**Your task:** The entries that follow should come back exactly, with no pictures among them.

◇ ◇ ◇

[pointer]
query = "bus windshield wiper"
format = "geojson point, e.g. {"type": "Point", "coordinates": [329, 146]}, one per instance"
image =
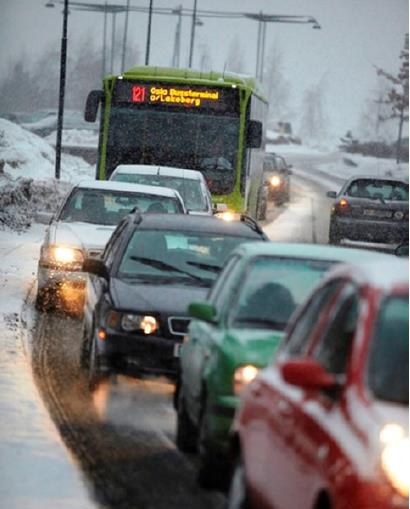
{"type": "Point", "coordinates": [157, 264]}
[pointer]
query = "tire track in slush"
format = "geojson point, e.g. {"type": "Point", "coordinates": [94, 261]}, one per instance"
{"type": "Point", "coordinates": [124, 465]}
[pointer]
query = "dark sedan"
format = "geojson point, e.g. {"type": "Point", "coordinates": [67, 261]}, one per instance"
{"type": "Point", "coordinates": [370, 209]}
{"type": "Point", "coordinates": [136, 301]}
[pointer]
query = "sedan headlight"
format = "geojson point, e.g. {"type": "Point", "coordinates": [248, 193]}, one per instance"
{"type": "Point", "coordinates": [395, 457]}
{"type": "Point", "coordinates": [62, 257]}
{"type": "Point", "coordinates": [145, 323]}
{"type": "Point", "coordinates": [275, 181]}
{"type": "Point", "coordinates": [242, 376]}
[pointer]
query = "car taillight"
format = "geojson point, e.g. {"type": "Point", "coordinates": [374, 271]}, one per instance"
{"type": "Point", "coordinates": [342, 206]}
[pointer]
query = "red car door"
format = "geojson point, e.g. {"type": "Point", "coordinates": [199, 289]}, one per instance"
{"type": "Point", "coordinates": [271, 428]}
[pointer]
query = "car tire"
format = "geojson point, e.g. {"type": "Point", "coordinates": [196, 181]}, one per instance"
{"type": "Point", "coordinates": [186, 431]}
{"type": "Point", "coordinates": [213, 472]}
{"type": "Point", "coordinates": [238, 493]}
{"type": "Point", "coordinates": [45, 300]}
{"type": "Point", "coordinates": [261, 206]}
{"type": "Point", "coordinates": [334, 237]}
{"type": "Point", "coordinates": [95, 376]}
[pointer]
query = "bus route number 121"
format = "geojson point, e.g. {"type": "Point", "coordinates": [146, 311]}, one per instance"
{"type": "Point", "coordinates": [138, 94]}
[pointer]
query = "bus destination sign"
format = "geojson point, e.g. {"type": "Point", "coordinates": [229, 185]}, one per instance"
{"type": "Point", "coordinates": [172, 95]}
{"type": "Point", "coordinates": [219, 99]}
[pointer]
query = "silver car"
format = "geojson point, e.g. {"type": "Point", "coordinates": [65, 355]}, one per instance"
{"type": "Point", "coordinates": [82, 227]}
{"type": "Point", "coordinates": [191, 184]}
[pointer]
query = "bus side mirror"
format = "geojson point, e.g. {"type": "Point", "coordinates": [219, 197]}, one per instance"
{"type": "Point", "coordinates": [254, 134]}
{"type": "Point", "coordinates": [91, 106]}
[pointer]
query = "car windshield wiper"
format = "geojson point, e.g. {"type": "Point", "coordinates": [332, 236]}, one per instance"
{"type": "Point", "coordinates": [157, 264]}
{"type": "Point", "coordinates": [262, 321]}
{"type": "Point", "coordinates": [205, 266]}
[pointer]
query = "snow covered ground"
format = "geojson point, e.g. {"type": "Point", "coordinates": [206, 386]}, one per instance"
{"type": "Point", "coordinates": [32, 456]}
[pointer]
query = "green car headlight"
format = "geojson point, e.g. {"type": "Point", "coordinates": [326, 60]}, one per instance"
{"type": "Point", "coordinates": [242, 376]}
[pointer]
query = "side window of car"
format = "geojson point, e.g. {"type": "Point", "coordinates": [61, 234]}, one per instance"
{"type": "Point", "coordinates": [333, 347]}
{"type": "Point", "coordinates": [110, 248]}
{"type": "Point", "coordinates": [301, 332]}
{"type": "Point", "coordinates": [222, 286]}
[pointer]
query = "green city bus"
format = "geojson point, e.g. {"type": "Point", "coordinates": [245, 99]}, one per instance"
{"type": "Point", "coordinates": [207, 121]}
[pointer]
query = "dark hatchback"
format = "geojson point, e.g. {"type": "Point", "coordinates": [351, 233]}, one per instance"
{"type": "Point", "coordinates": [370, 209]}
{"type": "Point", "coordinates": [135, 314]}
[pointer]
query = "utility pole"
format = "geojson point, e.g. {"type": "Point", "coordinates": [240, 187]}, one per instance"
{"type": "Point", "coordinates": [63, 66]}
{"type": "Point", "coordinates": [147, 49]}
{"type": "Point", "coordinates": [114, 14]}
{"type": "Point", "coordinates": [191, 46]}
{"type": "Point", "coordinates": [124, 41]}
{"type": "Point", "coordinates": [104, 41]}
{"type": "Point", "coordinates": [177, 39]}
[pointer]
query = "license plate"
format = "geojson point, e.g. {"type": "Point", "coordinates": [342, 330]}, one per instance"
{"type": "Point", "coordinates": [377, 213]}
{"type": "Point", "coordinates": [177, 349]}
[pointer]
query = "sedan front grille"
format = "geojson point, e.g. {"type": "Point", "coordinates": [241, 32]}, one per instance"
{"type": "Point", "coordinates": [178, 325]}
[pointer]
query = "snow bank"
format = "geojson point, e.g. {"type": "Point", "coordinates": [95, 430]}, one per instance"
{"type": "Point", "coordinates": [24, 154]}
{"type": "Point", "coordinates": [349, 165]}
{"type": "Point", "coordinates": [27, 183]}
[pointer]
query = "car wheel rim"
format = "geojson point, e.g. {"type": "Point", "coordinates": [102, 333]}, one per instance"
{"type": "Point", "coordinates": [237, 493]}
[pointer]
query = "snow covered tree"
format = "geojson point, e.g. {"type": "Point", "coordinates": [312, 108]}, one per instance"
{"type": "Point", "coordinates": [398, 95]}
{"type": "Point", "coordinates": [234, 61]}
{"type": "Point", "coordinates": [314, 123]}
{"type": "Point", "coordinates": [375, 109]}
{"type": "Point", "coordinates": [278, 88]}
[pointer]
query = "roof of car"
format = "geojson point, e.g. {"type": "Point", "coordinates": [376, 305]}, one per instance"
{"type": "Point", "coordinates": [384, 274]}
{"type": "Point", "coordinates": [200, 224]}
{"type": "Point", "coordinates": [311, 251]}
{"type": "Point", "coordinates": [376, 177]}
{"type": "Point", "coordinates": [109, 185]}
{"type": "Point", "coordinates": [169, 171]}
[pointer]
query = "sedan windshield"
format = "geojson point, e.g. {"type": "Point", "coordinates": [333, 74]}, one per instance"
{"type": "Point", "coordinates": [189, 189]}
{"type": "Point", "coordinates": [100, 206]}
{"type": "Point", "coordinates": [272, 290]}
{"type": "Point", "coordinates": [386, 190]}
{"type": "Point", "coordinates": [388, 369]}
{"type": "Point", "coordinates": [188, 257]}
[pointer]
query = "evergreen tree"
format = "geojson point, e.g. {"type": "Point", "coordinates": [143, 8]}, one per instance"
{"type": "Point", "coordinates": [398, 95]}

◇ ◇ ◇

**Answer for the task:**
[pointer]
query = "bus windshield wiper"
format = "geojson point, e.g. {"type": "Point", "coordinates": [329, 146]}, one per instance"
image =
{"type": "Point", "coordinates": [157, 264]}
[pointer]
query = "tire track in slush"
format = "geojson point, e.g. {"type": "Point", "coordinates": [94, 261]}, one per instance"
{"type": "Point", "coordinates": [124, 465]}
[pointer]
query = "dark sedan"
format = "geojson point, e.g. {"type": "Point", "coordinates": [67, 261]}, one per instance"
{"type": "Point", "coordinates": [370, 209]}
{"type": "Point", "coordinates": [136, 301]}
[pointer]
query = "sedan headlight"
format = "geojson point, e.g. {"type": "Point", "coordinates": [248, 193]}, one per instance"
{"type": "Point", "coordinates": [395, 457]}
{"type": "Point", "coordinates": [62, 257]}
{"type": "Point", "coordinates": [145, 323]}
{"type": "Point", "coordinates": [275, 181]}
{"type": "Point", "coordinates": [242, 376]}
[pointer]
query = "car taillight"
format = "geojson point, e.g. {"type": "Point", "coordinates": [374, 271]}, one per instance"
{"type": "Point", "coordinates": [342, 206]}
[pointer]
query = "red car door"
format = "geojson point, e.g. {"type": "Point", "coordinates": [199, 289]}, one per instance"
{"type": "Point", "coordinates": [271, 428]}
[pointer]
query = "car tire"
format = "geojson point, e.g. {"type": "Point", "coordinates": [196, 181]}, one per instance"
{"type": "Point", "coordinates": [186, 431]}
{"type": "Point", "coordinates": [213, 472]}
{"type": "Point", "coordinates": [238, 493]}
{"type": "Point", "coordinates": [45, 300]}
{"type": "Point", "coordinates": [261, 206]}
{"type": "Point", "coordinates": [334, 237]}
{"type": "Point", "coordinates": [95, 376]}
[pointer]
query = "bus route number 121"
format = "geojson point, e.g. {"type": "Point", "coordinates": [146, 311]}, one per instance"
{"type": "Point", "coordinates": [138, 94]}
[pointer]
query = "bus destination sign"
format = "geojson point, e.g. {"type": "Point", "coordinates": [229, 185]}, one per instance"
{"type": "Point", "coordinates": [172, 95]}
{"type": "Point", "coordinates": [219, 99]}
[pointer]
query = "silver car"
format = "geojson point, e.g. {"type": "Point", "coordinates": [65, 355]}, one per instance"
{"type": "Point", "coordinates": [82, 227]}
{"type": "Point", "coordinates": [191, 184]}
[pointer]
query = "bus side mirror"
format = "geojson point, e.g. {"type": "Point", "coordinates": [219, 197]}, one per instance"
{"type": "Point", "coordinates": [254, 134]}
{"type": "Point", "coordinates": [91, 106]}
[pointer]
query = "car windshield wiper"
format = "geojson point, e.g. {"type": "Point", "coordinates": [332, 236]}, one per instance"
{"type": "Point", "coordinates": [157, 264]}
{"type": "Point", "coordinates": [262, 321]}
{"type": "Point", "coordinates": [205, 266]}
[pointer]
query = "snow covered ground"
format = "geojson point, e.g. {"type": "Point", "coordinates": [206, 386]}, one per instance"
{"type": "Point", "coordinates": [32, 456]}
[pointer]
query = "green car headlight"
format = "geojson point, e.g. {"type": "Point", "coordinates": [326, 60]}, one per instance"
{"type": "Point", "coordinates": [242, 376]}
[pointer]
query = "side window of car"
format = "geojson point, e.g. {"type": "Point", "coordinates": [61, 234]}, one per instance"
{"type": "Point", "coordinates": [333, 347]}
{"type": "Point", "coordinates": [110, 248]}
{"type": "Point", "coordinates": [301, 332]}
{"type": "Point", "coordinates": [222, 286]}
[pointer]
query = "green city bus"
format = "geojson point, e.g. {"type": "Point", "coordinates": [245, 99]}, one per instance"
{"type": "Point", "coordinates": [207, 121]}
[pointer]
query = "dark hatchback"
format = "geojson point, e.g. {"type": "Point", "coordinates": [351, 233]}, one per instance"
{"type": "Point", "coordinates": [370, 209]}
{"type": "Point", "coordinates": [135, 314]}
[pointer]
query = "utility pole"
format = "geojson point, e.g. {"type": "Point", "coordinates": [240, 187]}, one per instance"
{"type": "Point", "coordinates": [63, 66]}
{"type": "Point", "coordinates": [147, 49]}
{"type": "Point", "coordinates": [114, 14]}
{"type": "Point", "coordinates": [191, 46]}
{"type": "Point", "coordinates": [124, 41]}
{"type": "Point", "coordinates": [104, 41]}
{"type": "Point", "coordinates": [177, 39]}
[pointer]
query = "license plate"
format = "geojson point, e.g. {"type": "Point", "coordinates": [342, 330]}, one per instance"
{"type": "Point", "coordinates": [377, 213]}
{"type": "Point", "coordinates": [177, 349]}
[pointer]
query = "sedan front grille"
format = "geojson point, e.g. {"type": "Point", "coordinates": [241, 32]}, one per instance"
{"type": "Point", "coordinates": [178, 325]}
[pointer]
query = "snow bank"
format = "geojson point, e.g. {"type": "Point", "coordinates": [95, 430]}, one per instance"
{"type": "Point", "coordinates": [24, 154]}
{"type": "Point", "coordinates": [349, 165]}
{"type": "Point", "coordinates": [27, 183]}
[pointer]
query = "car wheel rim"
format = "geojson point, e.g. {"type": "Point", "coordinates": [102, 333]}, one per instance"
{"type": "Point", "coordinates": [237, 493]}
[pointer]
query = "snow covered tree"
format = "geojson point, e.g. {"type": "Point", "coordinates": [312, 108]}, one per instance"
{"type": "Point", "coordinates": [398, 95]}
{"type": "Point", "coordinates": [234, 61]}
{"type": "Point", "coordinates": [314, 123]}
{"type": "Point", "coordinates": [375, 109]}
{"type": "Point", "coordinates": [278, 88]}
[pointer]
query = "roof of car"
format = "geojson point, e.g. {"type": "Point", "coordinates": [376, 305]}, one per instance"
{"type": "Point", "coordinates": [384, 274]}
{"type": "Point", "coordinates": [200, 224]}
{"type": "Point", "coordinates": [311, 251]}
{"type": "Point", "coordinates": [376, 177]}
{"type": "Point", "coordinates": [109, 185]}
{"type": "Point", "coordinates": [169, 171]}
[pointer]
query = "sedan windshield"
format = "geojson point, e.g. {"type": "Point", "coordinates": [333, 74]}, one per instance"
{"type": "Point", "coordinates": [189, 189]}
{"type": "Point", "coordinates": [100, 206]}
{"type": "Point", "coordinates": [272, 290]}
{"type": "Point", "coordinates": [386, 190]}
{"type": "Point", "coordinates": [388, 369]}
{"type": "Point", "coordinates": [188, 257]}
[pointer]
query = "evergreen tree"
format = "geojson point, e.g. {"type": "Point", "coordinates": [143, 8]}, one per instance"
{"type": "Point", "coordinates": [398, 95]}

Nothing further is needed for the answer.